DIRECTIONS FOR THIS TASK → Exactly as written, transcribe the data that follows.

*** Block opens ***

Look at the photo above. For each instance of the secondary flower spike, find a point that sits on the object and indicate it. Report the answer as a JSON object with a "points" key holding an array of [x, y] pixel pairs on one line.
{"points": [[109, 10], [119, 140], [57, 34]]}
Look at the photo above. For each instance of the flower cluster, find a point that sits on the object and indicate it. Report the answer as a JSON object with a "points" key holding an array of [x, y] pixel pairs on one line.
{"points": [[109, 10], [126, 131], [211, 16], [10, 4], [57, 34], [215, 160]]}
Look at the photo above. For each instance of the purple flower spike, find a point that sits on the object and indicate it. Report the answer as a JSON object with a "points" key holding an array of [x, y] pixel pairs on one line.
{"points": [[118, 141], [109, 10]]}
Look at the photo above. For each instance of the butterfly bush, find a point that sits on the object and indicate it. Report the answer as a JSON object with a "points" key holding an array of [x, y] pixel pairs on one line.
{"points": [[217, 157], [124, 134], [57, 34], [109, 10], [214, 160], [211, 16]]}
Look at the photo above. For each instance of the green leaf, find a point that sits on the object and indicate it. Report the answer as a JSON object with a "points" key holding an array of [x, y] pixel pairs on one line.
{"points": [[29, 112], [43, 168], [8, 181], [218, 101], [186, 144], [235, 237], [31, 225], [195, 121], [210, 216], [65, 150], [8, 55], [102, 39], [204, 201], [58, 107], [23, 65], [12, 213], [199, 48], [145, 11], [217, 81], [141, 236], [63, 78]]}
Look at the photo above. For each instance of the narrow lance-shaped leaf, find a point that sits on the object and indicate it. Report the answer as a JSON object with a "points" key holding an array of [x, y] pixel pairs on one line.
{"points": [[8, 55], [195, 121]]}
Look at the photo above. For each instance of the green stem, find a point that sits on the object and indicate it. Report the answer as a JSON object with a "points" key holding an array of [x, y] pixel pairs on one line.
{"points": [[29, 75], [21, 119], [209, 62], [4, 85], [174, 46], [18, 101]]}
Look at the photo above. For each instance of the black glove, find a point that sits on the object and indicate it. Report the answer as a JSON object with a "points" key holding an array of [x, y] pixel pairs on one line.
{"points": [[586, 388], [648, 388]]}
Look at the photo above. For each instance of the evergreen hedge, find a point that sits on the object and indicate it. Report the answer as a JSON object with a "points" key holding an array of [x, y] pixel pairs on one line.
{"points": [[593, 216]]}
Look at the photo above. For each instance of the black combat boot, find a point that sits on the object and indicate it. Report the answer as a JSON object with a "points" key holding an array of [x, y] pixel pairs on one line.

*** Block closes ***

REPLY TO THE TASK →
Look at the photo above. For each instance of the secondary flower spike, find a point that sits on the object and indicate it. Report the answer as a JSON object with a "points" key holding an array of [x, y] pixel pairs on one line.
{"points": [[109, 10], [119, 140], [57, 34]]}
Look at the photo above. For each instance of the flower cluster, find a point that sits on the object and indicate it. Report the answer as a JSON object with a "points" key holding an array of [x, y] pixel pairs on one line.
{"points": [[109, 10], [126, 131], [211, 16], [10, 4], [57, 34], [215, 160]]}
Look at the photo above. For each instance of the purple flower spike, find a point that sits on the object and indicate it. Report the answer as a JSON object with a "points" key holding an array of [x, y] pixel pairs on one line.
{"points": [[118, 141], [109, 10]]}
Look at the photo above. For each instance of the butterfly bush, find a point that sits on the object and indicate it. Report the answer as a JSON object with a "points" key holding an array of [x, y] pixel pairs on one line.
{"points": [[217, 157], [124, 134], [57, 34], [109, 10], [214, 160], [211, 16]]}
Look at the photo above. For each instance of the green leaf, find a point that sits on the object and indicate it. Report the answer as a JSON object with a "points" key holding an array of [x, y] pixel pairs on one line.
{"points": [[29, 112], [43, 168], [8, 181], [218, 101], [186, 144], [235, 237], [31, 225], [195, 121], [210, 216], [65, 150], [8, 55], [102, 39], [204, 201], [58, 107], [23, 65], [12, 213], [199, 48], [145, 11], [217, 81], [141, 236], [63, 78]]}
Look at the photo above. For each instance of the narrow lance-shaped leaf, find a point that sits on the object and indicate it. Report the answer as a JSON object with a "points" key holding an array of [x, y] pixel pairs on one line.
{"points": [[8, 55], [195, 121]]}
Look at the photo above. For each instance of the green stem, find a point that sits on the object and indicate it. Report the answer as a JSON object with a "points" key holding an array of [x, y] pixel pairs on one line.
{"points": [[29, 75], [21, 119], [209, 62], [4, 85], [174, 46], [18, 101]]}
Look at the photo above. For each instance of the black glove, find a point that sits on the object and indicate it. Report the answer as a JSON object with a "points" key holding an array of [x, y] pixel pairs on one line.
{"points": [[586, 388], [648, 388]]}
Look at the photo above. For each instance of the evergreen hedge, find a point that sits on the object and indicate it. Report the answer as a JSON object with a "points" key holding an array of [x, y] pixel pairs on one line.
{"points": [[593, 216]]}
Look at the photo above. For each instance of the black combat boot, find a point that sits on the object and indicate it. Report the answer as a JSON object with a "points" key holding an array of [x, y] pixel pairs on one line.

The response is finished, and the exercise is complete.